Beginning with the line where "Phrase: snow-covered ridge" appears, retype every remaining line of the data below, both the first and last included.

[begin Provided data]

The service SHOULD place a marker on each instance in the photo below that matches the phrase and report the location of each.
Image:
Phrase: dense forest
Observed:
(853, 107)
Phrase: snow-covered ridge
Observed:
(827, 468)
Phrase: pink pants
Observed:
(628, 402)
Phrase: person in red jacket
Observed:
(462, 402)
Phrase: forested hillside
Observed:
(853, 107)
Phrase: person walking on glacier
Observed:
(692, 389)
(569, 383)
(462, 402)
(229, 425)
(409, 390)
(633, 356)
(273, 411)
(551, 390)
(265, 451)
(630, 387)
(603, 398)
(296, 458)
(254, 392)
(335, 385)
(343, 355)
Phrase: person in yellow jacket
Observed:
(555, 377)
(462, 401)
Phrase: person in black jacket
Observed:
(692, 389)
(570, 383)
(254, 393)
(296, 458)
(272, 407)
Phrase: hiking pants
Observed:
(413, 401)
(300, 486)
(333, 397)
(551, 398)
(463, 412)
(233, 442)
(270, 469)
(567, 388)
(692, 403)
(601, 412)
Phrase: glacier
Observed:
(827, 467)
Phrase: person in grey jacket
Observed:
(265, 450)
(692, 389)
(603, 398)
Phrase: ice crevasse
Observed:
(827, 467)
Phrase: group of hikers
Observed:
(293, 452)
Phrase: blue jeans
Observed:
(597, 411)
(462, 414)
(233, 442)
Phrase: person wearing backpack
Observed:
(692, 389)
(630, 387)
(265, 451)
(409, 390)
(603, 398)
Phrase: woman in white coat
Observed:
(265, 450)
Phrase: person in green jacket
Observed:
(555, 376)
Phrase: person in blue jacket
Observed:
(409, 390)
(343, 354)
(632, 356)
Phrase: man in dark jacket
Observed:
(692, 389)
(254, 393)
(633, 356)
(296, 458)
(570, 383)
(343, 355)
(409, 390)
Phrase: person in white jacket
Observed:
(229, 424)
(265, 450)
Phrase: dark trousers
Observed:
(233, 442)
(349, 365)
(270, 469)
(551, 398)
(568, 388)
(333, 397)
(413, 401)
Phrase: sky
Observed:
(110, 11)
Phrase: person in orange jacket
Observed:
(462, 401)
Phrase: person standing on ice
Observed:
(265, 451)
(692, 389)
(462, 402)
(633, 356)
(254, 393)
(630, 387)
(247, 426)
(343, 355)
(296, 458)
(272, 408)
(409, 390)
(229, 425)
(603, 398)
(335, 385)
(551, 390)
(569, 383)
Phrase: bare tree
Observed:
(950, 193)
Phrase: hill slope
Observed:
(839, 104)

[end Provided data]

Answer to the exercise:
Phrase: snow-covered ridge
Observed:
(827, 468)
Phrase: pink pants
Observed:
(628, 402)
Phrase: person in red jacket
Observed:
(462, 402)
Phrase: forested hillside
Observed:
(853, 107)
Phrase: person walking on glacier
Observed:
(692, 389)
(569, 383)
(462, 402)
(229, 425)
(409, 390)
(633, 356)
(273, 411)
(551, 390)
(265, 451)
(630, 387)
(603, 398)
(296, 458)
(254, 392)
(335, 385)
(343, 355)
Phrase: person in yellow jacket
Observed:
(555, 377)
(462, 401)
Phrase: person in black jacket
Observed:
(692, 389)
(570, 383)
(254, 393)
(296, 458)
(272, 407)
Phrase: hiking pants
Observed:
(413, 401)
(300, 486)
(333, 397)
(551, 398)
(463, 412)
(233, 442)
(270, 469)
(567, 388)
(692, 403)
(601, 412)
Phrase: glacier
Observed:
(827, 467)
Phrase: person in grey jacket
Observed:
(265, 450)
(692, 389)
(603, 398)
Phrase: ice crevasse
Observed:
(827, 467)
Phrase: group of hikers
Observed:
(293, 452)
Phrase: blue jeans
Observed:
(597, 411)
(462, 414)
(233, 442)
Phrase: person wearing backpack
Observed:
(692, 389)
(630, 387)
(265, 451)
(409, 390)
(603, 398)
Phrase: woman in white coat
Observed:
(265, 450)
Phrase: person in green jacket
Observed:
(555, 376)
Phrase: person in blue jacket
Observed:
(409, 390)
(343, 354)
(632, 356)
Phrase: man in dark jacket
Observed:
(692, 389)
(254, 393)
(633, 356)
(296, 458)
(570, 383)
(343, 355)
(409, 390)
Phrase: person in white jacket
Observed:
(229, 424)
(265, 450)
Phrase: dark trousers
Observed:
(233, 442)
(349, 365)
(270, 469)
(551, 398)
(568, 388)
(333, 397)
(413, 401)
Phrase: sky
Observed:
(110, 11)
Phrase: person in orange jacket
Observed:
(462, 401)
Phrase: person standing on ice
Observed:
(265, 451)
(692, 389)
(462, 402)
(633, 356)
(254, 393)
(630, 387)
(247, 426)
(343, 355)
(296, 458)
(272, 408)
(409, 390)
(229, 425)
(603, 398)
(335, 385)
(551, 390)
(569, 383)
Phrase: bare tree
Observed:
(950, 193)
Phrase: hill slope
Observed:
(839, 104)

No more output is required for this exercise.